## To be done
Return, unchanged, the lines below from the one containing "Which region of this screenshot contains the black beak?" through the one containing "[159,58,228,119]".

## Dataset excerpts
■ ■ ■ ■
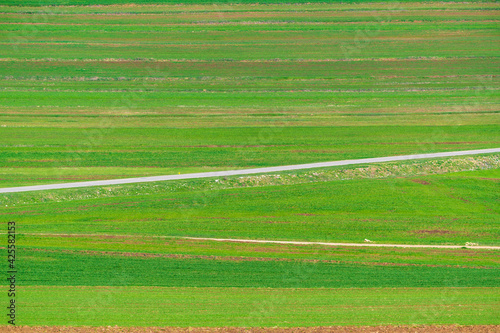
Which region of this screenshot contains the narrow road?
[4,232,500,250]
[0,148,500,193]
[180,237,500,250]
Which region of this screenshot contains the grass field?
[0,0,500,327]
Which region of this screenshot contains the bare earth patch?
[0,325,500,333]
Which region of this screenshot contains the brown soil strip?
[0,325,500,333]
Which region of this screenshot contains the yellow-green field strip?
[0,148,500,193]
[0,233,500,250]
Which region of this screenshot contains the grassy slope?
[0,1,500,326]
[4,169,499,245]
[0,2,499,186]
[18,286,498,327]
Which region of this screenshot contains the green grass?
[12,248,499,288]
[0,125,499,187]
[4,169,499,245]
[0,0,500,327]
[13,286,499,327]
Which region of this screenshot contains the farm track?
[0,148,500,193]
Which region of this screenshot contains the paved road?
[180,237,500,250]
[4,232,500,250]
[0,148,500,193]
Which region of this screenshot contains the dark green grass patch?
[11,248,500,288]
[12,286,499,328]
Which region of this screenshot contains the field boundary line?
[0,148,500,193]
[4,232,500,250]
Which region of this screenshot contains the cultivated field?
[0,0,500,332]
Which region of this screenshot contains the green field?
[0,0,500,327]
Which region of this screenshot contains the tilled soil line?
[0,325,500,333]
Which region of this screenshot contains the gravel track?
[0,148,500,193]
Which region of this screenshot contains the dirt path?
[0,148,500,193]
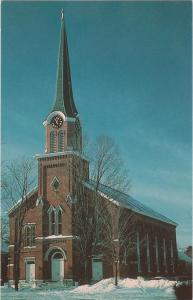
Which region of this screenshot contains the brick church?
[8,14,177,284]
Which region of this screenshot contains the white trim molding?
[43,110,78,127]
[44,246,67,261]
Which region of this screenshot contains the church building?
[8,14,177,284]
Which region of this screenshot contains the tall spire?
[52,9,78,117]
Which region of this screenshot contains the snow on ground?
[72,277,176,294]
[0,277,176,300]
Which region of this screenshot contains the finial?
[61,8,64,20]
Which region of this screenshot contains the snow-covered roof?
[85,180,177,226]
[178,249,192,264]
[0,241,8,253]
[8,186,38,215]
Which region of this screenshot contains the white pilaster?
[171,240,174,273]
[155,236,160,273]
[137,232,141,273]
[163,239,168,273]
[146,233,151,272]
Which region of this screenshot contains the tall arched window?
[58,130,64,152]
[51,211,56,235]
[50,131,56,152]
[24,225,35,247]
[58,210,62,234]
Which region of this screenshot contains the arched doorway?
[51,252,64,281]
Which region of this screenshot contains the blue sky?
[2,1,192,247]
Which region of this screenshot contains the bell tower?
[36,11,89,207]
[43,10,82,153]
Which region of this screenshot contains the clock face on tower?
[51,115,63,128]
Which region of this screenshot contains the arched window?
[24,225,35,247]
[58,210,62,234]
[50,131,56,152]
[58,130,64,152]
[51,211,56,235]
[48,205,63,235]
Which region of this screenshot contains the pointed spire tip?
[61,8,64,20]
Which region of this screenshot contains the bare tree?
[73,136,133,282]
[0,215,9,244]
[2,158,35,291]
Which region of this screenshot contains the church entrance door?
[92,258,103,281]
[52,252,64,281]
[26,261,35,282]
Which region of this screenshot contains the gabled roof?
[8,186,38,215]
[85,180,177,226]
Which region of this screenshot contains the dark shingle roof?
[86,180,177,226]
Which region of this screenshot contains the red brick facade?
[8,13,177,281]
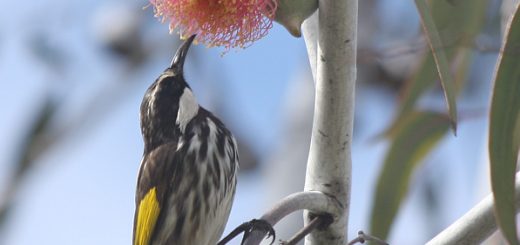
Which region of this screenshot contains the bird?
[133,35,239,245]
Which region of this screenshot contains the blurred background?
[0,0,516,245]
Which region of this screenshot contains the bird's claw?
[217,219,276,245]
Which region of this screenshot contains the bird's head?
[141,35,199,147]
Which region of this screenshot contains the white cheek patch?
[175,88,199,133]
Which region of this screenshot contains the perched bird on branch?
[133,35,238,245]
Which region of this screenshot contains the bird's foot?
[217,219,276,245]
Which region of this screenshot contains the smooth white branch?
[427,173,520,245]
[304,0,358,245]
[245,191,341,245]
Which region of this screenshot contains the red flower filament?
[150,0,277,50]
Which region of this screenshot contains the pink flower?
[150,0,277,50]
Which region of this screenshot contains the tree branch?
[244,191,341,245]
[304,0,358,245]
[427,173,520,245]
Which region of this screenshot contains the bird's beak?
[170,35,196,74]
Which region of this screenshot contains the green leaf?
[394,0,488,133]
[415,0,457,134]
[489,4,520,244]
[370,111,450,239]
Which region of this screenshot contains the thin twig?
[348,231,388,245]
[281,215,332,245]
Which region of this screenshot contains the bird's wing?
[133,144,177,245]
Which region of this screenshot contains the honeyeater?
[133,35,238,245]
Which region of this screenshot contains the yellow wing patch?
[134,187,160,245]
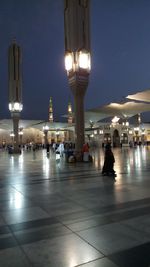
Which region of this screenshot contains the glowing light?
[65,53,73,71]
[8,102,23,112]
[111,116,120,123]
[79,51,91,70]
[43,125,49,131]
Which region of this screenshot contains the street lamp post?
[18,127,23,146]
[8,40,23,154]
[64,0,91,161]
[43,125,49,148]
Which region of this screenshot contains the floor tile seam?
[73,256,106,267]
[2,174,102,185]
[106,242,150,260]
[0,202,148,236]
[55,202,150,225]
[6,216,61,232]
[4,224,34,267]
[14,229,72,246]
[67,206,150,233]
[58,221,106,257]
[0,226,72,250]
[120,220,150,239]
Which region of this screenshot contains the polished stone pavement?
[0,147,150,267]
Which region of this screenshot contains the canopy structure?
[86,101,150,120]
[0,119,70,131]
[127,90,150,102]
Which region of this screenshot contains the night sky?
[0,0,150,121]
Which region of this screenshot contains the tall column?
[64,0,91,161]
[8,40,22,153]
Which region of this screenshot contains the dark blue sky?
[0,0,150,121]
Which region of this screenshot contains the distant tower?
[8,40,23,153]
[68,102,73,123]
[49,97,53,122]
[138,113,141,124]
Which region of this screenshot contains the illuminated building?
[8,40,23,153]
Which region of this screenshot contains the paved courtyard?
[0,147,150,267]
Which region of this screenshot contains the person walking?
[102,144,116,177]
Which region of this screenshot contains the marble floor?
[0,147,150,267]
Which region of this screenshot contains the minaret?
[49,97,53,122]
[64,0,91,161]
[8,40,23,153]
[68,102,73,123]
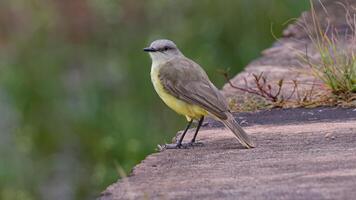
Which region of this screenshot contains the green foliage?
[0,0,307,200]
[304,2,356,94]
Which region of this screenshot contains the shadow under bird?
[144,39,255,149]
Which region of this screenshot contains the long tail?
[221,113,255,148]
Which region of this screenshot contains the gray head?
[143,39,183,62]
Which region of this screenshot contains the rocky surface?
[99,0,356,200]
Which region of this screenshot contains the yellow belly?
[151,67,208,121]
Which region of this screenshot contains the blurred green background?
[0,0,308,200]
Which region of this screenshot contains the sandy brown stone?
[99,0,356,200]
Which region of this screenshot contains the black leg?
[191,116,204,143]
[177,120,193,148]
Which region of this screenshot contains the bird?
[143,39,255,149]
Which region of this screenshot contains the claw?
[158,142,204,151]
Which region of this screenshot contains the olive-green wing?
[159,57,228,119]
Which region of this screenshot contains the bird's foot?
[158,142,204,151]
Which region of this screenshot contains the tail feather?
[221,113,255,148]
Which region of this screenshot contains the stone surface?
[100,114,356,200]
[99,0,356,200]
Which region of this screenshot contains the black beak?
[143,47,157,52]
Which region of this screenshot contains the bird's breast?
[151,64,207,119]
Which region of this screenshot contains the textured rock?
[99,0,356,200]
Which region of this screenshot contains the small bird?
[143,39,255,149]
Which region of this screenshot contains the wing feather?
[159,58,228,119]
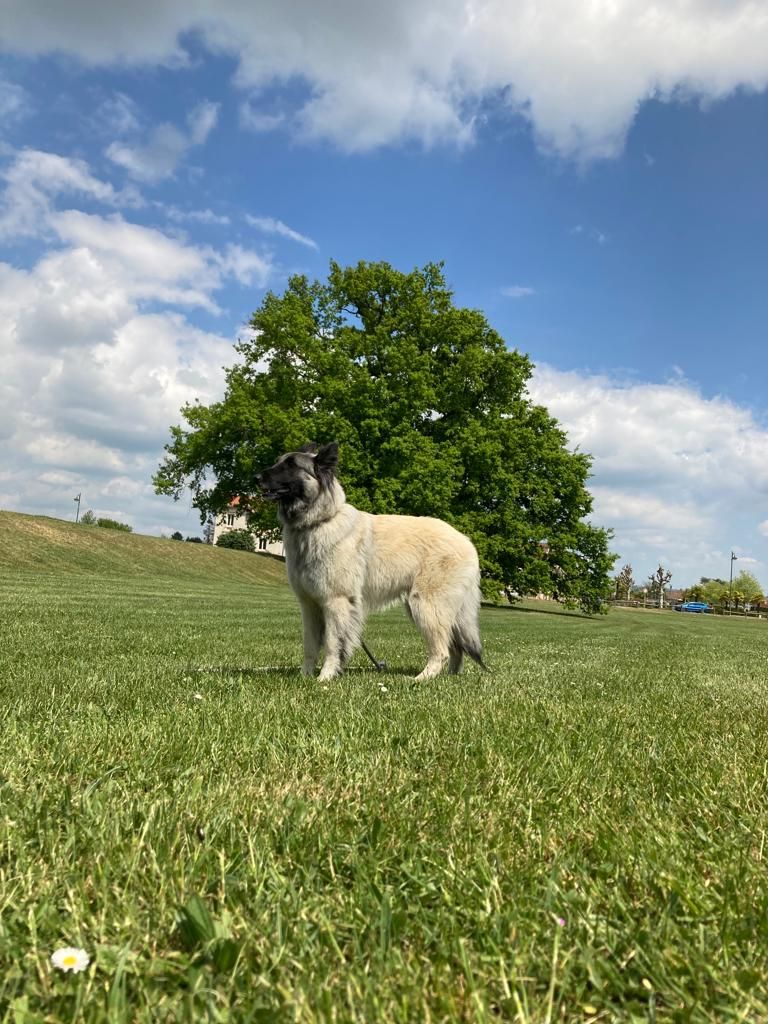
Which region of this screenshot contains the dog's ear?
[314,441,339,481]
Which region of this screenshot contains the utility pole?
[728,551,738,615]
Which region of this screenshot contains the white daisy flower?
[50,946,91,974]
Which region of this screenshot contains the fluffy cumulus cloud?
[0,150,141,239]
[530,367,768,588]
[106,100,218,183]
[0,148,272,534]
[0,0,768,157]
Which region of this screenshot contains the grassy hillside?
[0,514,768,1024]
[0,512,286,584]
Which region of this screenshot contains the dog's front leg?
[319,597,362,679]
[299,598,325,676]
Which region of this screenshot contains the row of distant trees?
[613,564,766,608]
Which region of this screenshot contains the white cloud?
[246,213,317,249]
[240,99,286,132]
[501,285,536,299]
[0,79,30,125]
[106,100,218,183]
[530,366,768,583]
[163,203,230,226]
[0,0,768,157]
[93,92,141,137]
[0,150,141,238]
[0,144,272,534]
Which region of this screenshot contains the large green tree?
[155,262,614,611]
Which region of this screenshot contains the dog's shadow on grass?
[187,665,420,682]
[480,601,599,620]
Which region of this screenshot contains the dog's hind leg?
[319,596,362,679]
[449,642,464,676]
[299,597,325,676]
[408,594,451,680]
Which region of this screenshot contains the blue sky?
[0,0,768,587]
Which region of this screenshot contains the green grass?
[0,514,768,1024]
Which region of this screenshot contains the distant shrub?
[96,517,133,534]
[216,529,256,551]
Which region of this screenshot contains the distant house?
[206,498,285,555]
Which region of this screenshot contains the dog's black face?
[256,441,339,509]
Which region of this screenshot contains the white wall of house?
[210,505,285,555]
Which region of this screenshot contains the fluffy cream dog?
[257,441,484,680]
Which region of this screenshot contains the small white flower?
[50,946,91,974]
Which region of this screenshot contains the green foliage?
[615,564,635,601]
[96,516,133,534]
[733,569,763,607]
[216,529,256,551]
[155,262,614,611]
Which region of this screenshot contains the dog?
[256,441,485,680]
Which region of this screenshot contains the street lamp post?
[728,551,738,615]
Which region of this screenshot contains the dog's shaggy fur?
■ ■ ■ ■
## Problem solution
Which region of this screenshot contains the black beak?
[143,47,157,52]
Which region of this screenshot contains the bird's breast?
[151,64,207,119]
Which region of this screenshot contains the textured rock?
[99,0,356,200]
Which region of this screenshot contains the small bird?
[143,39,255,149]
Which region of this screenshot contains the wing feather?
[159,58,228,119]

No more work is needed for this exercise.